# [Task description]
In the records that follow, the lines from the one containing "point(43, 344)" to the one containing "Target: white dress shirt", inclusive, are to be given again exactly.

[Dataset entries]
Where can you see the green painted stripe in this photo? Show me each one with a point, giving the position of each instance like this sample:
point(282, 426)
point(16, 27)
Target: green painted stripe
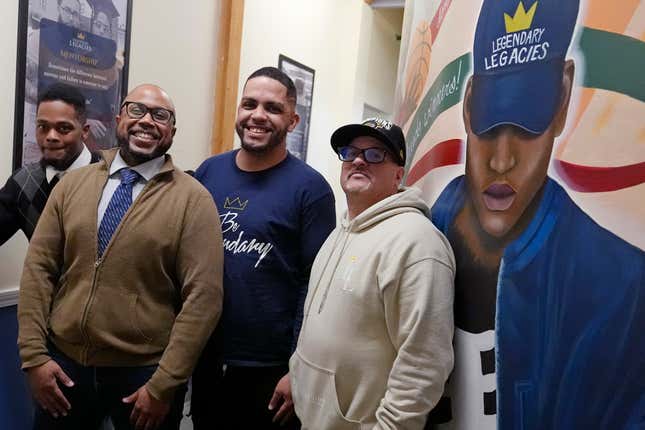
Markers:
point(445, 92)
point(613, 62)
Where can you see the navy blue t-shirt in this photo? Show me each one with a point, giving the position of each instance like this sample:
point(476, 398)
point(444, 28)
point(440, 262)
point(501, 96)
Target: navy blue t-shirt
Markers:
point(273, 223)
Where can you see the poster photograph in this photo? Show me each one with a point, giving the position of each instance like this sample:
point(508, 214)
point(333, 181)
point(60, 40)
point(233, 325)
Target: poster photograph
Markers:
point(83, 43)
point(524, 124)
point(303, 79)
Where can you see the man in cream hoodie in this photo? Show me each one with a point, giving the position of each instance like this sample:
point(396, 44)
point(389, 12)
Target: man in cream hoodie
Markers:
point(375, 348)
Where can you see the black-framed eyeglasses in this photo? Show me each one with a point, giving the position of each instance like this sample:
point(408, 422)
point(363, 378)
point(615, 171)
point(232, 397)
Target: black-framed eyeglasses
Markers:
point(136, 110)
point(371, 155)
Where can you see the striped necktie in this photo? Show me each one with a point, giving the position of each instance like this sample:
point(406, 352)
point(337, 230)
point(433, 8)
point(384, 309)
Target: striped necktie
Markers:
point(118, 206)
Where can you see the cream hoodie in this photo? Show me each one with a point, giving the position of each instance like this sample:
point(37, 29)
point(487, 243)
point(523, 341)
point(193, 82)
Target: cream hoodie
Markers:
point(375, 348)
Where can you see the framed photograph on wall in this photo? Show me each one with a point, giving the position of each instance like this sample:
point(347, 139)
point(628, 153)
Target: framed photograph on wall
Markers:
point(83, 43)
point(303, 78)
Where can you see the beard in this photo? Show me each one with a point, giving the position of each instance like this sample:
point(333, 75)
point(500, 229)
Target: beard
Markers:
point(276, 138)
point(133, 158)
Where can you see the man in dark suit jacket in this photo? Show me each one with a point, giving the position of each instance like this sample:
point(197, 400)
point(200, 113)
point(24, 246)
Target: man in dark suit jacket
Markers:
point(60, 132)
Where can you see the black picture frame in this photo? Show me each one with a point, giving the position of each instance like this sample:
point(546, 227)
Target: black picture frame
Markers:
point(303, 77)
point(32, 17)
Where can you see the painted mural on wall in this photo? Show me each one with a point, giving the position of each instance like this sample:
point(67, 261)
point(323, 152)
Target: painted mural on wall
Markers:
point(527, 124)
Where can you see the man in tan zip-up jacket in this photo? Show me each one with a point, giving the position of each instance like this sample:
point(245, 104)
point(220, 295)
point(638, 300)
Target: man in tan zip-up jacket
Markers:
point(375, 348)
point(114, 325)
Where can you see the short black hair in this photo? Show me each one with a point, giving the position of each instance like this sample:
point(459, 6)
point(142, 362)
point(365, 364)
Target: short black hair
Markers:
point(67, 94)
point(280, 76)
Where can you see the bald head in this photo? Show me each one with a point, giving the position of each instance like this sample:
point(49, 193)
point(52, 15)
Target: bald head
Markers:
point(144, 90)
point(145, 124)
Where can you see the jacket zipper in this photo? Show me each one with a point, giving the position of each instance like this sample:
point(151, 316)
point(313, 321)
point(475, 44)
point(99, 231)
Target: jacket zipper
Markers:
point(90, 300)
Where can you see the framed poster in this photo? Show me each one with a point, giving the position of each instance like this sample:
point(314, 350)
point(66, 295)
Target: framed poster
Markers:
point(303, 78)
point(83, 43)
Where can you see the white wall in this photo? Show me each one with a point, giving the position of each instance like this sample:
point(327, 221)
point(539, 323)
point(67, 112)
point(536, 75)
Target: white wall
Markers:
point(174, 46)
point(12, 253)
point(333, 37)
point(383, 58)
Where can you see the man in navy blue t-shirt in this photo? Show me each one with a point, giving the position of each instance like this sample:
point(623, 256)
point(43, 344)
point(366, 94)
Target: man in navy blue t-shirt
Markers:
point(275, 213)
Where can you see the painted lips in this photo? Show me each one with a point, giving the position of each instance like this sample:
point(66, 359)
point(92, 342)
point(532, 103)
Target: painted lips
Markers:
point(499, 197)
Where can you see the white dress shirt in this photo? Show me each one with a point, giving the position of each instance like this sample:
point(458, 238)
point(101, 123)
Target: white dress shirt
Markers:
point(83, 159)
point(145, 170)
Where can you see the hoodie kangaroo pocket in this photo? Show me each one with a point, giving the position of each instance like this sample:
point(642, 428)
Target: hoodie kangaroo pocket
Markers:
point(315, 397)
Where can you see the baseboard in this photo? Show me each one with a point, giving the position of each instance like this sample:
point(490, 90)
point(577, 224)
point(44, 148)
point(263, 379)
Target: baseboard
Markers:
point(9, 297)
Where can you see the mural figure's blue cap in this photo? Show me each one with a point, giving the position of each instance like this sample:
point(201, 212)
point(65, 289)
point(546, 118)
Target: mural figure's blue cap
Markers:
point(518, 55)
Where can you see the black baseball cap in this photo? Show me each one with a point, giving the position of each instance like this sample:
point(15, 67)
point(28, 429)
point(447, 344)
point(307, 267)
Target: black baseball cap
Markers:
---
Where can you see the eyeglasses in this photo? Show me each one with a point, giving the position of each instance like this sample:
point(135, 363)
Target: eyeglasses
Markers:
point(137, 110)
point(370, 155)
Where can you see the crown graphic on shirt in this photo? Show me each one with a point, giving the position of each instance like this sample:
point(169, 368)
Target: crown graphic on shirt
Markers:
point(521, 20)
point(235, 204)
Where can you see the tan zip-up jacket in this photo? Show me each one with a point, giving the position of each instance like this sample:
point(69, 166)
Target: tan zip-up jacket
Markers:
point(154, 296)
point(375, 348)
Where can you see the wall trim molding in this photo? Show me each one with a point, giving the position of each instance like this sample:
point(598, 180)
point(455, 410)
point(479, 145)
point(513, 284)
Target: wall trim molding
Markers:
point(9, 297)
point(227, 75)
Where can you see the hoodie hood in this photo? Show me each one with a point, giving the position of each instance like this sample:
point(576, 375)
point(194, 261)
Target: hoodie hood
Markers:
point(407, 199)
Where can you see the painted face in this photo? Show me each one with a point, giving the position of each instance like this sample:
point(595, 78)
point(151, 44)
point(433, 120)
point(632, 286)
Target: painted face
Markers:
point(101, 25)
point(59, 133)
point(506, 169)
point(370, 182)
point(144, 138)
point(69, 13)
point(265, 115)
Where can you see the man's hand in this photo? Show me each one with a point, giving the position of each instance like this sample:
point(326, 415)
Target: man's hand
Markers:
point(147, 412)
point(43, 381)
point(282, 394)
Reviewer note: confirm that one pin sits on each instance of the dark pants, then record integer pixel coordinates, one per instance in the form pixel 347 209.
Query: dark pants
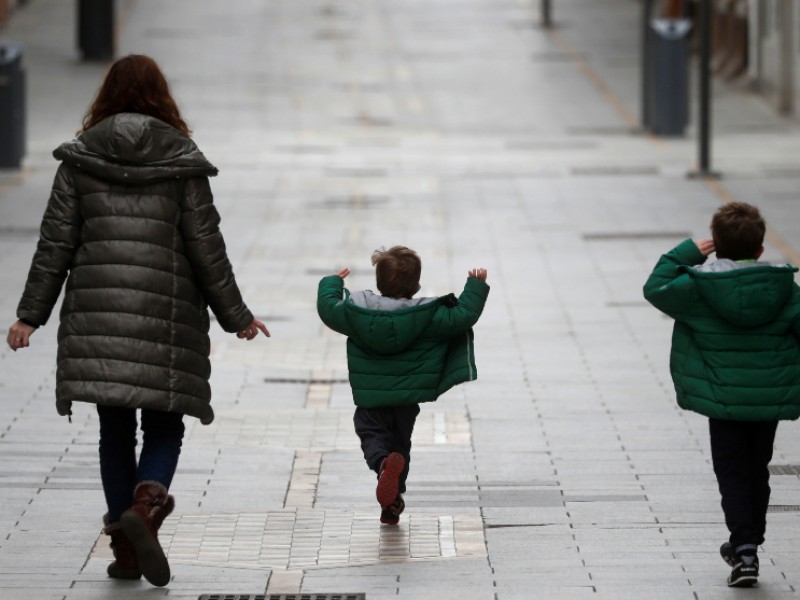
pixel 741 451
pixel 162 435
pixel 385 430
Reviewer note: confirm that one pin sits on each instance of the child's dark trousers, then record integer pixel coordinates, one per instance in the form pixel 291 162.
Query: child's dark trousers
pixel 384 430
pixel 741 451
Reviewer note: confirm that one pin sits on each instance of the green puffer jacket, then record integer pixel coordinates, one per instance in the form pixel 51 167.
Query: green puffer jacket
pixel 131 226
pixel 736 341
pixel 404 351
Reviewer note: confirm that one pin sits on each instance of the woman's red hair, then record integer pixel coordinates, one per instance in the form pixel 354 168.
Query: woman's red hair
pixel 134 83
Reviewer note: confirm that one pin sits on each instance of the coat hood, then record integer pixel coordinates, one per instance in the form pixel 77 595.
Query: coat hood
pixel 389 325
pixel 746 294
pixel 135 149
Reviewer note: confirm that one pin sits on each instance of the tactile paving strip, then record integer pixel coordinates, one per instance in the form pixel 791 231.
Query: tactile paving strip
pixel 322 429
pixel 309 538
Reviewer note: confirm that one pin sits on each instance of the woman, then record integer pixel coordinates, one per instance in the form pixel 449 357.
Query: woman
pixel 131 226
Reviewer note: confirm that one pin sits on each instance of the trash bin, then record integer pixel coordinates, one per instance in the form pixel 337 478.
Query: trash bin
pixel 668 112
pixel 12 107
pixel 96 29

# [Result]
point(43, 344)
point(366, 94)
Target: man in navy blue t-shirt
Markers:
point(275, 213)
Where can you see the painted lips in this photo? Show me each one with a point, giving the position of each instance like this sample:
point(66, 359)
point(92, 342)
point(532, 103)
Target: painted lips
Markers:
point(499, 197)
Where can you see the white dress shirt in this photo? Show me each one with a point, giving the position of each instance like this sample:
point(458, 238)
point(101, 123)
Target: white dress shirt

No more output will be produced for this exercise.